What to work on » Can the data below be echoed back word for word?

Study material »
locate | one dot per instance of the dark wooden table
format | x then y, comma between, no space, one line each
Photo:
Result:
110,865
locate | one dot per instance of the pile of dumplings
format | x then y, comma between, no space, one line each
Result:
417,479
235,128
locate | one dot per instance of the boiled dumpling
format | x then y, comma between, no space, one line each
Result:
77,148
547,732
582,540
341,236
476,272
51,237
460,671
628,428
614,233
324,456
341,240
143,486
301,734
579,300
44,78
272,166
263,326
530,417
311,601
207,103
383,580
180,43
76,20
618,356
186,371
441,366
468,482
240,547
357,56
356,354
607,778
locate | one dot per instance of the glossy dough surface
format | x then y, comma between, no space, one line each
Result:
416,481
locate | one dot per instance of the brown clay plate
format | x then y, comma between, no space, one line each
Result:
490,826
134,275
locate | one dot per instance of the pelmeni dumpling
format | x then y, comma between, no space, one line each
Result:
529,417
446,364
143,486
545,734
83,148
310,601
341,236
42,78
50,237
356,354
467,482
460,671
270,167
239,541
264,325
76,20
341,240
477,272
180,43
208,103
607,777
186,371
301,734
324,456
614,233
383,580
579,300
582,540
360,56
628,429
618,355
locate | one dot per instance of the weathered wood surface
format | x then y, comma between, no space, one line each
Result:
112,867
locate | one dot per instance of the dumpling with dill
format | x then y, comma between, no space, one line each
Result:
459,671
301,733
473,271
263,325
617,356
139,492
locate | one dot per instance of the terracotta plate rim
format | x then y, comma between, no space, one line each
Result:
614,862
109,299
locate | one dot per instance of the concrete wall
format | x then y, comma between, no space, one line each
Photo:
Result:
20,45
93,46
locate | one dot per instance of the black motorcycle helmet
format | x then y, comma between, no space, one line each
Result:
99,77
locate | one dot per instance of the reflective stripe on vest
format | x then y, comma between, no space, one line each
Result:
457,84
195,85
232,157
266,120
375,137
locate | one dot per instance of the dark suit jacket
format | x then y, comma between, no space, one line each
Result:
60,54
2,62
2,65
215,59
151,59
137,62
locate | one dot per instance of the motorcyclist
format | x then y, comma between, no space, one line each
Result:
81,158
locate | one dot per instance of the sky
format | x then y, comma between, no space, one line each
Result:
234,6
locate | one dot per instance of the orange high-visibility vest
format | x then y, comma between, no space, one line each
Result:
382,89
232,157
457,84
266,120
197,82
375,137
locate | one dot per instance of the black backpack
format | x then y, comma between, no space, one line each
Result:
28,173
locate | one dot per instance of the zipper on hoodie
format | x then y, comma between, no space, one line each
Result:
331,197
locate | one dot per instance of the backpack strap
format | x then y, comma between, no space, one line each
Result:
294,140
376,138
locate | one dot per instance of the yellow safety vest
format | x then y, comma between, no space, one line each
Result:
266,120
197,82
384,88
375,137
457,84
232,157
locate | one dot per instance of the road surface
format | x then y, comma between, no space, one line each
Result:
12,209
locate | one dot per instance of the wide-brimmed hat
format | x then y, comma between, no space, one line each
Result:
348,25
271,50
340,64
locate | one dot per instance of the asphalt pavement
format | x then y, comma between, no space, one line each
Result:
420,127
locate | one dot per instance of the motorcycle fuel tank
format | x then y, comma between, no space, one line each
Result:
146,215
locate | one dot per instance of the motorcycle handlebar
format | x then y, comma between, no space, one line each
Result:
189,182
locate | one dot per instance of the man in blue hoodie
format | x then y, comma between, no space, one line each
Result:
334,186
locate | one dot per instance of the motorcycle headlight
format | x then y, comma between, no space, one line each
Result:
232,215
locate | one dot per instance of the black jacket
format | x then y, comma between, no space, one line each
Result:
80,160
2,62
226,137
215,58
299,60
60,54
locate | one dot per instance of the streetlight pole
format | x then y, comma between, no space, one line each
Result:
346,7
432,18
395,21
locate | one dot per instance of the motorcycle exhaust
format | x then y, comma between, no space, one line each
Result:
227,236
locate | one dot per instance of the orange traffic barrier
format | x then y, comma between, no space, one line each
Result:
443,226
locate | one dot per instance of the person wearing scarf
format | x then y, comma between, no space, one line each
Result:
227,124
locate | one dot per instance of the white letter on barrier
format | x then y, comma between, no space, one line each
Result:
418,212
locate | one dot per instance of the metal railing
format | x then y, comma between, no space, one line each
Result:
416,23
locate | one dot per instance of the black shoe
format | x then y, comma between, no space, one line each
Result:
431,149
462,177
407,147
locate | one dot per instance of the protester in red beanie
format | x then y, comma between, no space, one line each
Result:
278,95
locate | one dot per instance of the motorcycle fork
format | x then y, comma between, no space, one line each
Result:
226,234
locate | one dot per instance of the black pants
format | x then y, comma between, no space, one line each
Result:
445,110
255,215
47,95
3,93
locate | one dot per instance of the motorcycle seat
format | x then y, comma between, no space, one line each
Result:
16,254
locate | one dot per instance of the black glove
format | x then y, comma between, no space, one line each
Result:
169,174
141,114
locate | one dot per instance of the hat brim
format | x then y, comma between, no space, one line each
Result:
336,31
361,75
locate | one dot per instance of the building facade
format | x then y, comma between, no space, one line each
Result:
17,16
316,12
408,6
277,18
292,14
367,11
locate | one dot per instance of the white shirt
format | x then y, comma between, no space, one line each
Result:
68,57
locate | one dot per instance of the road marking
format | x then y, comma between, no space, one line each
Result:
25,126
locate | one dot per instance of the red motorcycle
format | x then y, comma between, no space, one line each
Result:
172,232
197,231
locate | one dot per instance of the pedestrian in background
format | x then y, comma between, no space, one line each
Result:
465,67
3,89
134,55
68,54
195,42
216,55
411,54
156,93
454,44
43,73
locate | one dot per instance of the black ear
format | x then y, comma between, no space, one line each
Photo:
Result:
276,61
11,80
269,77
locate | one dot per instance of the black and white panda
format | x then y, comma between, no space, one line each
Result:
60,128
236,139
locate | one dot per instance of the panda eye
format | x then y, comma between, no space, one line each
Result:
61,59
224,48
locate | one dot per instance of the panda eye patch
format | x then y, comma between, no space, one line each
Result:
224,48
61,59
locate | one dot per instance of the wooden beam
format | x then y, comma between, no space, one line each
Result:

Solution for this exercise »
locate | one dot per instance of the dark wooden table
format | x then y, comma between, no space, one line each
Photo:
Result:
110,865
locate | one dot per instance of the pile of dumplings
format | x then y, comma between, no space, one line each
Result:
417,479
235,128
locate | one dot per instance of the boiled dumpling
format | x then y, comma between, no space, one line each
Result:
77,148
547,732
582,540
341,236
476,272
51,237
460,671
628,428
614,233
324,456
341,240
143,486
301,734
579,300
44,78
272,166
263,326
530,417
311,601
207,103
383,580
180,43
76,20
618,356
186,371
441,366
468,482
240,547
357,56
356,354
607,778
locate | one dot per instance of the glossy dough surface
format | x then y, comma between, no space, one line each
Result:
416,481
locate | one dot per instance of the brown clay plate
format | x then y, comma between, no space, one line each
Result:
490,826
134,275
locate | one dot per instance of the pelmeni dumpling
format | x then y, comma between, no space, one line each
Result:
529,417
446,364
143,486
545,734
83,148
310,601
341,236
42,78
50,237
356,354
467,482
460,671
270,167
239,541
264,325
76,20
341,240
477,272
180,43
208,103
607,777
186,371
301,734
324,456
614,233
383,580
579,300
582,540
360,56
628,429
618,355
locate | one dot per instance of the weathered wood surface
format | x then y, comma between, no space, one line each
Result:
112,867
locate | one dot per instance of the dumpling with dill
format | x then y, comma between, no space, one line each
Result:
459,671
301,733
473,271
263,325
617,356
139,492
locate | one dot per instance of the terracotta plate rim
format | x then y, comma between, no space, one line each
Result:
614,862
109,299
locate | one dot per instance of the concrete wall
format | x then y, comma between, no space, one line each
Photo:
Result:
20,45
93,46
locate | one dot per instance of the black motorcycle helmet
format | x then y, comma between, no space, one line each
Result:
99,77
locate | one dot per instance of the reflective stripe on vest
format | x then y, comma between, no space, one line each
Result:
457,84
195,85
232,157
266,120
375,137
locate | one dot per instance of the dark suit jacket
format | x then y, comma between, no space, one line each
Result:
60,54
2,62
2,65
215,59
151,59
137,62
locate | one dot per instance of the motorcyclist
format | x then y, comma between, no space, one line each
Result:
81,158
locate | one dot per instance of the sky
format | x then y, comma between, no space, one line each
Result:
234,6
locate | one dot per instance of the orange high-visibility vest
format | x then y, comma between, no space, one line each
Result:
382,89
232,157
457,84
266,120
197,82
375,137
locate | one dot per instance of the black backpack
format | x then y, comma between, no space, one line each
Result:
28,173
locate | one dot per instance of the zipper on hoodie
format | x then y, comma between, no space, one line each
Result:
331,197
locate | one dot per instance of the backpack strap
format | x then y, comma between, no space, one line each
Result:
294,140
376,138
locate | one dot per instance of the yellow safety vest
format | x then y, comma between, no space, one line each
Result:
266,120
197,82
384,88
375,137
457,84
232,157
locate | one dot per instance of the road surface
format | x then y, comma between, no space, one line each
Result:
12,209
locate | one dot per instance of the wide-brimmed hat
format | x then y, comma between, no space, one line each
Result:
348,25
271,50
340,64
locate | one dot per instance of the asphalt pavement
format | x then y, comma between, no space, one line each
Result:
420,127
locate | one dot per instance of the motorcycle fuel tank
format | x then y, comma between, no space, one line each
Result:
146,215
locate | one dot per instance of the motorcycle handlebar
format | x then y, comma between, no space, one line each
Result:
189,182
locate | one dot per instance of the man in blue hoodie
format | x then y, comma between, no space, one line each
Result:
334,186
locate | one dot per instance of the motorcycle headlight
format | x then y, comma between, no space, one line each
Result:
232,215
locate | one dot per instance of the black jacket
format | x then y, comma between, no space, one line each
Result:
80,160
2,62
226,137
215,58
299,60
60,54
locate | one dot per instance of the streetlight pole
format | x then y, comma between, no space, one line each
Result:
346,7
432,18
395,21
locate | one dot per instance of the motorcycle exhaust
format | x then y, comma between, no space, one line each
Result:
227,236
locate | one dot per instance of the orange traffic barrier
format | x then y, comma between, no space, one line each
Result:
443,226
locate | one dot per instance of the person wearing scarf
format | x then y, comma between, no space, one line each
Result:
227,124
locate | one dot per instance of the white letter on barrier
format | x then y, comma between, no space, one line each
Result:
418,212
locate | one dot per instance of the metal railing
format | x then y, comma between, no space, one line each
Result:
416,23
locate | one dot per instance of the black shoe
format | x then y, comma between, no space, one line each
Result:
431,149
462,177
407,147
locate | one dot per instance of the protester in red beanie
format | x then y, comma between, no space, one line each
Result:
278,95
locate | one dot per instance of the motorcycle fork
format | x then y, comma between, no space, one line each
Result:
226,234
locate | one dot per instance of the black pants
format | x then y, comma between, no space, one line each
Result:
445,110
255,215
47,95
3,93
locate | one dot per instance of the motorcycle seat
format | x then y, comma between, no space, one line each
Result:
16,254
locate | one dot per instance of the black glove
format | x then y, comma between, no space, one line each
Result:
169,174
141,114
locate | one dot per instance of the hat brim
format | x then y, comma between, no space, one line each
Result:
336,31
361,75
locate | one dot per instance of the building facade
format | x then y, comma between, no space, one line each
Result:
17,16
316,12
408,6
277,18
292,14
367,11
locate | one dot per instance of the white shirt
format | x then y, comma between, no space, one line each
Result:
68,57
locate | one dot per instance of the road marking
format | x then y, comma between, no space, one line each
Result:
25,126
locate | one dot per instance of the red motorcycle
format | x then y, comma between, no space, one line each
Result:
172,232
197,231
locate | one dot per instance of the pedestrian in background
format | x then y, comma between, no space, one line each
Result:
465,67
3,89
134,55
68,54
195,42
216,55
411,54
156,93
454,44
43,73
locate | one dot per instance of the black ear
format | x then y, comma between, no space, one line each
Photo:
Result:
276,61
11,80
269,77
locate | one dot per instance of the black and white panda
format | x then y, comma between, no space, one line each
Result:
60,128
236,139
locate | one dot per instance of the panda eye
format | x then y, comma between, no space, one line each
Result:
61,59
224,48
locate | one dot per instance of the panda eye patch
format | x then y, comma between, no space, one line each
Result:
224,48
61,59
locate | one dot per instance of the wooden beam
format | x then y, comma between, no space, one line each
Result:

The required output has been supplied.